-- Start Materials provided --

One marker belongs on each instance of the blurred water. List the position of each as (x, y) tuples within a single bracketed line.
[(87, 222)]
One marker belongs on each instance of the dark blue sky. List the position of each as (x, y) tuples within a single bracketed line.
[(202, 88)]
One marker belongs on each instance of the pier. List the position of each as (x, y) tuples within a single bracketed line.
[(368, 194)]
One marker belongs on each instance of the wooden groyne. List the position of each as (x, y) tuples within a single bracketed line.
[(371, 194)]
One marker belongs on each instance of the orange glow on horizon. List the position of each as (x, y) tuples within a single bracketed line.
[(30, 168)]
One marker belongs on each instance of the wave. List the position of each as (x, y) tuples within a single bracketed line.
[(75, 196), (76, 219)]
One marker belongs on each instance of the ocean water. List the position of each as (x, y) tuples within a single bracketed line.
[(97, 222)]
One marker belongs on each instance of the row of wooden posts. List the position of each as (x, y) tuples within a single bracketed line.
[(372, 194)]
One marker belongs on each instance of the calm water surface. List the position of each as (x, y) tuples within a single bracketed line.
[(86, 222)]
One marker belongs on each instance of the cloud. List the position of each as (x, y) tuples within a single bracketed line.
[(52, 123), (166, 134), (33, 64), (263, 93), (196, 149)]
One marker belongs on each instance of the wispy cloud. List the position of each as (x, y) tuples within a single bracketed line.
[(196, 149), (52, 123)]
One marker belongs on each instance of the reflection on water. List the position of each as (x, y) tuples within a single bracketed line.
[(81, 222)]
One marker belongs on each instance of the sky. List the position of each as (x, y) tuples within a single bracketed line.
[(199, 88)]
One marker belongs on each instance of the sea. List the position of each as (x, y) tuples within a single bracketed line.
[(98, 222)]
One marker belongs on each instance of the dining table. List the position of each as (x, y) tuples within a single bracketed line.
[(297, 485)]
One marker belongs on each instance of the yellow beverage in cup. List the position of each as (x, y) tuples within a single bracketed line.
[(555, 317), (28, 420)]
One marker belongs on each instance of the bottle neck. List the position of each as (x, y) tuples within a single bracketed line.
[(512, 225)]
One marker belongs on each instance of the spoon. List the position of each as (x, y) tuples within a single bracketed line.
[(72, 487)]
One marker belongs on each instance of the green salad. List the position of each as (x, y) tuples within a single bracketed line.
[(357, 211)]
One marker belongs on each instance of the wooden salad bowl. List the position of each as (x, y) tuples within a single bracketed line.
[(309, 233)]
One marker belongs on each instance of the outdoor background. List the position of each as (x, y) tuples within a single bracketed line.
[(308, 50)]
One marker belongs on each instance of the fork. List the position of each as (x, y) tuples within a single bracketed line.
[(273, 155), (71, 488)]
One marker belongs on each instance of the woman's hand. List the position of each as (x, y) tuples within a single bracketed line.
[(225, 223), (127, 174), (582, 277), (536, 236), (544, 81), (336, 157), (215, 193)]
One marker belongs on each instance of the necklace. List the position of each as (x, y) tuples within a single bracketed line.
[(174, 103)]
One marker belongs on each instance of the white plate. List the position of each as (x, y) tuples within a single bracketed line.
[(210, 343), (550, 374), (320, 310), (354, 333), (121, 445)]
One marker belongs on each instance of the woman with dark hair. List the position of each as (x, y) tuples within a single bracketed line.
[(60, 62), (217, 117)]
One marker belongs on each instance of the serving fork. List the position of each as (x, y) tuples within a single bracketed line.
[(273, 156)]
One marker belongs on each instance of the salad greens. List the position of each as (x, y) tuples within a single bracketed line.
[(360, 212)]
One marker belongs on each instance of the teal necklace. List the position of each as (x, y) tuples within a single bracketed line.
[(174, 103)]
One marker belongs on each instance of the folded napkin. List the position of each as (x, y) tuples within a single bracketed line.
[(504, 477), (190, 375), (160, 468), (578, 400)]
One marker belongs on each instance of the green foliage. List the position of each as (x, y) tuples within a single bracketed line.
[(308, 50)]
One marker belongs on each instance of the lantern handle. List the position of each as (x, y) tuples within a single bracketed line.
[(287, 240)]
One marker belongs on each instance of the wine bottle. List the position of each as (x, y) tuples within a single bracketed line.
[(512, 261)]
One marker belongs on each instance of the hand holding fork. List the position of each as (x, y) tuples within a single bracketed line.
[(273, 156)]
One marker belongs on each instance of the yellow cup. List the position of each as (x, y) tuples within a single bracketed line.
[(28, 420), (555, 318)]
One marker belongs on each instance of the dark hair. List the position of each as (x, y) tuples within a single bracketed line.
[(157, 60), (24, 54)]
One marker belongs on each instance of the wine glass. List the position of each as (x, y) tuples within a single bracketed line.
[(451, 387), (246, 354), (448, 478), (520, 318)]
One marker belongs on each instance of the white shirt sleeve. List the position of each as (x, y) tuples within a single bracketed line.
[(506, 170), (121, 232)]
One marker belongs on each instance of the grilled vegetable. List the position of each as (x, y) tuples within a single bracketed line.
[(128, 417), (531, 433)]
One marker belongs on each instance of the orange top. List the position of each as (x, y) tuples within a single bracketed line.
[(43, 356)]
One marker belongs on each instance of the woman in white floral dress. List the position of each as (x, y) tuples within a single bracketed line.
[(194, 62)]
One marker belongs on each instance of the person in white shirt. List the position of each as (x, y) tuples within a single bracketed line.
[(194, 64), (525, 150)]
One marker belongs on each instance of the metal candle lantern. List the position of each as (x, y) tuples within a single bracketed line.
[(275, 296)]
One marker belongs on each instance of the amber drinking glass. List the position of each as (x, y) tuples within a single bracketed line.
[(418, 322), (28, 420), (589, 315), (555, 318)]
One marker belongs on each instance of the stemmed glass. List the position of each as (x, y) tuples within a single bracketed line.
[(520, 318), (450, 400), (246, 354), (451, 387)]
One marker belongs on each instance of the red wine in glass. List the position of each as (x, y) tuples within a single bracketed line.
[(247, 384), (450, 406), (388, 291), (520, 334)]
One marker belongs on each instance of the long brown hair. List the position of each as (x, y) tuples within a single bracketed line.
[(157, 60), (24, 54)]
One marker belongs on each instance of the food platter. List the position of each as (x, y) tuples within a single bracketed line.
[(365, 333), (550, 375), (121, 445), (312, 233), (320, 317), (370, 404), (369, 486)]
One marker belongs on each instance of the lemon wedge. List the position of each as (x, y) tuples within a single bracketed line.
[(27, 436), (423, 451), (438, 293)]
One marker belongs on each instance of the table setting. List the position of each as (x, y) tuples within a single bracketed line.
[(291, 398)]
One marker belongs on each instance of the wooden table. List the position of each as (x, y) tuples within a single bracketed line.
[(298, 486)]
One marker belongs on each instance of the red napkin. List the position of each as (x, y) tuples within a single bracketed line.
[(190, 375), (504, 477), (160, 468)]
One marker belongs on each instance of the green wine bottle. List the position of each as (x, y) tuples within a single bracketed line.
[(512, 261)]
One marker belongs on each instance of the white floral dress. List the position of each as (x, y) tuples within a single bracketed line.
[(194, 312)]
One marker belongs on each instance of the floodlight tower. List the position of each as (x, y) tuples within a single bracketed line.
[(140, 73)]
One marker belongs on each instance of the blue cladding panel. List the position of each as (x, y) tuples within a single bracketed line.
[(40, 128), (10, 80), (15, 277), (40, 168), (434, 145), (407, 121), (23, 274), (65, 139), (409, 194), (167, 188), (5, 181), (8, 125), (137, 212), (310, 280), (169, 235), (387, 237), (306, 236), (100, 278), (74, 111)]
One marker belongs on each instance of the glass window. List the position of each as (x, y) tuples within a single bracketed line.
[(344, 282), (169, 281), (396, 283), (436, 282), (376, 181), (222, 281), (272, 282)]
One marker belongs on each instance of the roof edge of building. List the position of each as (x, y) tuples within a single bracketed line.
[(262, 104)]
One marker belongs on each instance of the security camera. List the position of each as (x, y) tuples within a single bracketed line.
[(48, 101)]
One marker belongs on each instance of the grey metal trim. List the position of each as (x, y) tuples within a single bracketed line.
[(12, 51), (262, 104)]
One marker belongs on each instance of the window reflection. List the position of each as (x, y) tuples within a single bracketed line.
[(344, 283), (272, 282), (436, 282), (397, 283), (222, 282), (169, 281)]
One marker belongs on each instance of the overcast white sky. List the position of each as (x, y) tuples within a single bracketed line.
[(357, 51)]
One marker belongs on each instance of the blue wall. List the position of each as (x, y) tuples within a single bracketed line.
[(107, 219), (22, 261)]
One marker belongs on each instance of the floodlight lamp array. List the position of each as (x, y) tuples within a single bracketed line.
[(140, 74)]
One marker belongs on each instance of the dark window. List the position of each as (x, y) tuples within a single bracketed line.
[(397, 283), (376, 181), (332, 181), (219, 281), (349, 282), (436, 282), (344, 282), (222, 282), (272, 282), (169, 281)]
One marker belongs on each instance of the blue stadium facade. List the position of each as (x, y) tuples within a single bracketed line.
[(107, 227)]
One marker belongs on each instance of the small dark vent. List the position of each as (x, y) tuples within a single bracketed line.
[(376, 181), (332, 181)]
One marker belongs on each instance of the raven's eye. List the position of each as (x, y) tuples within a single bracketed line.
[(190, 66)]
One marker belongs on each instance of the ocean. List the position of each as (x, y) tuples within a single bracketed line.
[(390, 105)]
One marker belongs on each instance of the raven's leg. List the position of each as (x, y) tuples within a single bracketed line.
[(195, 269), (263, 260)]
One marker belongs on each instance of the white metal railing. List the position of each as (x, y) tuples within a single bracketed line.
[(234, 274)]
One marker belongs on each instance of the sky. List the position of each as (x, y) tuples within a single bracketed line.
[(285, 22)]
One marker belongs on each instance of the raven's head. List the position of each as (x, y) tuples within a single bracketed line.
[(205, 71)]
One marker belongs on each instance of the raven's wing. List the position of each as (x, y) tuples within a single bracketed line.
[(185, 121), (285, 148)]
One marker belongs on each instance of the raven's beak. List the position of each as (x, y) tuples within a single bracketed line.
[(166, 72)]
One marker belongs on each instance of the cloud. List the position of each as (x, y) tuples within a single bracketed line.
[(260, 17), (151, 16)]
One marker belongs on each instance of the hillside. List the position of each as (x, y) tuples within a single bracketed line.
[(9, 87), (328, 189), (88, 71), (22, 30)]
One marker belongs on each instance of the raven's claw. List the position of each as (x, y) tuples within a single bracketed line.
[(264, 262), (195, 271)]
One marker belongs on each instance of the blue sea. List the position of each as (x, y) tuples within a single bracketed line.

-- End Materials provided --

--- Short problem ---
Render the stretch from the line containing "One marker belongs on each instance of the hand" through the line containing "[(28, 420), (555, 318)]" as a numbered list, dropping any blank lines.

--- Result of the task ---
1. One marker belongs on each instance of the hand holding fork. List the position of each as (x, y) tuples within a single bracketed line.
2. [(273, 156)]
3. One marker belongs on each instance of the yellow cup. List the position of each as (x, y) tuples within a single bracketed line.
4. [(28, 420), (555, 318)]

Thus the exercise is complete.